### Data extract ###

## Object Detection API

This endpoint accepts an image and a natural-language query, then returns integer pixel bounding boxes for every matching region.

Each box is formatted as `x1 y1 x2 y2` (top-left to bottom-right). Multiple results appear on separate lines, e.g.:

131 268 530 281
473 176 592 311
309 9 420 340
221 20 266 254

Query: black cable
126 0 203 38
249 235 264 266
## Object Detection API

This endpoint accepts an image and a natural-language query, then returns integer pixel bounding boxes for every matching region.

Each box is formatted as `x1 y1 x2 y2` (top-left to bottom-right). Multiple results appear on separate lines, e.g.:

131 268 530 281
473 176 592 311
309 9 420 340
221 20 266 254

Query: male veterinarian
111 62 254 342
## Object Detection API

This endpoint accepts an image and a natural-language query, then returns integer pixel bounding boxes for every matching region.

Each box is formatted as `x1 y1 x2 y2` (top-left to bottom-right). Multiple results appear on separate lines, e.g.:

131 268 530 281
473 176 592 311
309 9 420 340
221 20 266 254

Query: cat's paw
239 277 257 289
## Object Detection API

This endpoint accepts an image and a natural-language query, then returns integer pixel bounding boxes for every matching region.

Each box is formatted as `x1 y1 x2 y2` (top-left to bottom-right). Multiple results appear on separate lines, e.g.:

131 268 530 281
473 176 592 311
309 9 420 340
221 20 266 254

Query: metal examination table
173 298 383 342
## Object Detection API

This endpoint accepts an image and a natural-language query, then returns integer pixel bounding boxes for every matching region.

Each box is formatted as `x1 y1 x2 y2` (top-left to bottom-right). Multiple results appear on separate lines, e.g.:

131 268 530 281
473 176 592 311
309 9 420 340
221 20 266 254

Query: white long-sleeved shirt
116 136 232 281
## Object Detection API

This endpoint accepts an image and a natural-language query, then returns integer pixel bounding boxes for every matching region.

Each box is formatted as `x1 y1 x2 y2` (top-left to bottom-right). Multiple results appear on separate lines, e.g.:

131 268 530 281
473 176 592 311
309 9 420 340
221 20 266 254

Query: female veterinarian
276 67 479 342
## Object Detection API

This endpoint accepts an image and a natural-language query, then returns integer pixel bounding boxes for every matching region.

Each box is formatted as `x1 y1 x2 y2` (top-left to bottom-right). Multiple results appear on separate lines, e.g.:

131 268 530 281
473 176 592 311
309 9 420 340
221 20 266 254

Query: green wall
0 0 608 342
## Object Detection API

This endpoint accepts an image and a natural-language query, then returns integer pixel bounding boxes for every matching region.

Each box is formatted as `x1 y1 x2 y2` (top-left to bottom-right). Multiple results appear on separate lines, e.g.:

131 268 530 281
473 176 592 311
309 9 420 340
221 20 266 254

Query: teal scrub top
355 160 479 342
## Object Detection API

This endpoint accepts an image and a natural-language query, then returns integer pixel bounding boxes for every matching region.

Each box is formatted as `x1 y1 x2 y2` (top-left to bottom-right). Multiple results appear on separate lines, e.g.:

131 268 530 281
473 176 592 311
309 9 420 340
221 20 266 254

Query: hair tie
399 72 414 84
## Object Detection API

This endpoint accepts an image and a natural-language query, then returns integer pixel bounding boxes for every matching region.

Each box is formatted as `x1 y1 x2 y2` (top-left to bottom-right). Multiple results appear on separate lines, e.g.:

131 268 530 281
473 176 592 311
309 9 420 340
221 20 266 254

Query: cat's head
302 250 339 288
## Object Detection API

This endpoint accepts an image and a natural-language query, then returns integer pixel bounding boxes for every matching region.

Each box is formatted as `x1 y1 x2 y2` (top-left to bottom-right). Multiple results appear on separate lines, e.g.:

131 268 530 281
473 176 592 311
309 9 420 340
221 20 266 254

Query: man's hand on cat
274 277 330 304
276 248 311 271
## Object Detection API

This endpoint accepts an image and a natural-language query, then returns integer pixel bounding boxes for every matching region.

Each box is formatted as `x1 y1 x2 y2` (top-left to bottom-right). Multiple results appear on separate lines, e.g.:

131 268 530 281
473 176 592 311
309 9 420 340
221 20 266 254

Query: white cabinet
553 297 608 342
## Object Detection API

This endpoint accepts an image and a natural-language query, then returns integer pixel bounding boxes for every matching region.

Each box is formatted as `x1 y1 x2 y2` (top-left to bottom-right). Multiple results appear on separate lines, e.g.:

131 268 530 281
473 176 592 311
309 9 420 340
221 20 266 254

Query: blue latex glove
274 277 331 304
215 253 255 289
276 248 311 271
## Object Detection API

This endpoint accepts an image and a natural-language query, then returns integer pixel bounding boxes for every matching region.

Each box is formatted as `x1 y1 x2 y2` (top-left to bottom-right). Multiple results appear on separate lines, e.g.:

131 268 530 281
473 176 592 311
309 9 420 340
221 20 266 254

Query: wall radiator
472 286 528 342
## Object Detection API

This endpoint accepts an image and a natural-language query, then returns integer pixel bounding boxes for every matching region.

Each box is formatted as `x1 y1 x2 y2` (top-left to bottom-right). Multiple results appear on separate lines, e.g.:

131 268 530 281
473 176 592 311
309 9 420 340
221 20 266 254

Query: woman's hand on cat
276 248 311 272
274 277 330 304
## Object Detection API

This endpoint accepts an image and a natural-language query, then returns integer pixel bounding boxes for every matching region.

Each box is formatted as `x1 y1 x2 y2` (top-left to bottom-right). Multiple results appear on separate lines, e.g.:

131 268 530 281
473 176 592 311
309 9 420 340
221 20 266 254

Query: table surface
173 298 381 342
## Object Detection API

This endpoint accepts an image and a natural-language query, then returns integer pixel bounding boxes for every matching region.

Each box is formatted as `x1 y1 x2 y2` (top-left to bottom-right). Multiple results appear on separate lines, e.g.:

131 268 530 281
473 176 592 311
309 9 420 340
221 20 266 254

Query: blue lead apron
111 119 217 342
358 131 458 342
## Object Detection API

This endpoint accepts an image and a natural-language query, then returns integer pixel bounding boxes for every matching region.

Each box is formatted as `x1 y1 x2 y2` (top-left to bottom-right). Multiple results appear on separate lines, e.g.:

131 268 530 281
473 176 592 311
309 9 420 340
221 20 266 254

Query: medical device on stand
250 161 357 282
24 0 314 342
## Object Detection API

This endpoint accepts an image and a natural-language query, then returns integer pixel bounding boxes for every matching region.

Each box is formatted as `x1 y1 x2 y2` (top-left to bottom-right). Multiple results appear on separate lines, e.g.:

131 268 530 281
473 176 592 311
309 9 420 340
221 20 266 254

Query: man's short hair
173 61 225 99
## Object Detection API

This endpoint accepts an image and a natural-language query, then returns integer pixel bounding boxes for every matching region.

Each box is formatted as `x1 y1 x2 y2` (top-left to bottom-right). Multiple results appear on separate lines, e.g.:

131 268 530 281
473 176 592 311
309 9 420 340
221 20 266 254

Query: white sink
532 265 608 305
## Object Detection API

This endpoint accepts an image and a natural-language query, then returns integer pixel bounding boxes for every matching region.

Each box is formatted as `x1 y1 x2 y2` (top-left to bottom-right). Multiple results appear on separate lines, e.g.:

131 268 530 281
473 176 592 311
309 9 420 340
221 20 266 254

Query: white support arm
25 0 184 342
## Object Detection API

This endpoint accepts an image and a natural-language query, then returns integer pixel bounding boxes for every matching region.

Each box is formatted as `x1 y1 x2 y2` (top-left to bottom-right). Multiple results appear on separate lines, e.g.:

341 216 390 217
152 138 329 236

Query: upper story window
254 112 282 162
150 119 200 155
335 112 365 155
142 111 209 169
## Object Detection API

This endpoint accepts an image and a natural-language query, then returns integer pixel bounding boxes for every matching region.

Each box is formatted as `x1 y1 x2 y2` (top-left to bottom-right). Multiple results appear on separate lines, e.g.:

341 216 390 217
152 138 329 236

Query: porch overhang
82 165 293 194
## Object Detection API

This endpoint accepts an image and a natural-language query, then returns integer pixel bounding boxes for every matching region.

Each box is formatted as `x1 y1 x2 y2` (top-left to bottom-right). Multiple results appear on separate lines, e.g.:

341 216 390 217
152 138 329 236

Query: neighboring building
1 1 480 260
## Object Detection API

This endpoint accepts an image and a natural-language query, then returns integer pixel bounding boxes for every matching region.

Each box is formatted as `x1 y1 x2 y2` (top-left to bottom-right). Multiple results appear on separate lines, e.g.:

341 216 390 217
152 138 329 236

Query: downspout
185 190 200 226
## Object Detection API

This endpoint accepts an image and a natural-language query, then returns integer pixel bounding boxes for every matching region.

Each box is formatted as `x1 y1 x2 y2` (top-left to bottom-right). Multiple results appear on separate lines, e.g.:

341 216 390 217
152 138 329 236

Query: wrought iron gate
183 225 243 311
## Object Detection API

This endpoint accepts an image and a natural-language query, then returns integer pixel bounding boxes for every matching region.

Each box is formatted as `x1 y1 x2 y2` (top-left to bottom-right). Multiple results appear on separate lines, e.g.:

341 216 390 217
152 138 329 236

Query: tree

###

## Given problem
Pull out the entries word for word, starting at the first line and ending at the line that contains "173 298 383 342".

## Answer to the task
## Object Detection API

This endpoint accepts an image and a natural-language query, then returns integer pixel bounding boxes for every matching region.

Each box is formatted as `x1 y1 x2 y2` (top-left to bottom-right). Multiple results appear on separate lines, e.g.:

131 268 530 281
473 176 592 311
309 9 420 340
221 20 266 254

Query: black cable
126 0 203 38
249 235 264 266
## Object Detection API

This endpoint accepts an image and a natural-language query, then returns integer pixel bounding boxes for every matching region.

Each box is formatted as `x1 y1 x2 y2` (top-left to bottom-right). Multiple results appear on separate lines, e.g.:

131 268 530 281
473 176 592 311
309 9 420 340
221 20 266 254

Query: male veterinarian
111 62 254 342
## Object Detection API

This endpoint accepts an image and a natural-language query, then returns integer pixel bounding boxes for every matching region.

Each box is formatted as `x1 y1 x2 y2` (top-left to bottom-right). Multiple results appear on separate lines, e.g.:

131 268 530 281
473 176 592 311
309 9 420 340
221 20 266 254

Query: cat's paw
239 277 257 289
## Object Detection API

This endpoint accepts an image and a natural-language query, then returns integer pixel bounding boxes for every matching region.

Each box is formatted as `x1 y1 x2 y2` (top-left to bottom-right). Multiple results appear on separate lines, e.g.:

131 268 530 281
473 176 592 311
309 9 420 340
221 20 266 254

Query: metal examination table
173 298 383 342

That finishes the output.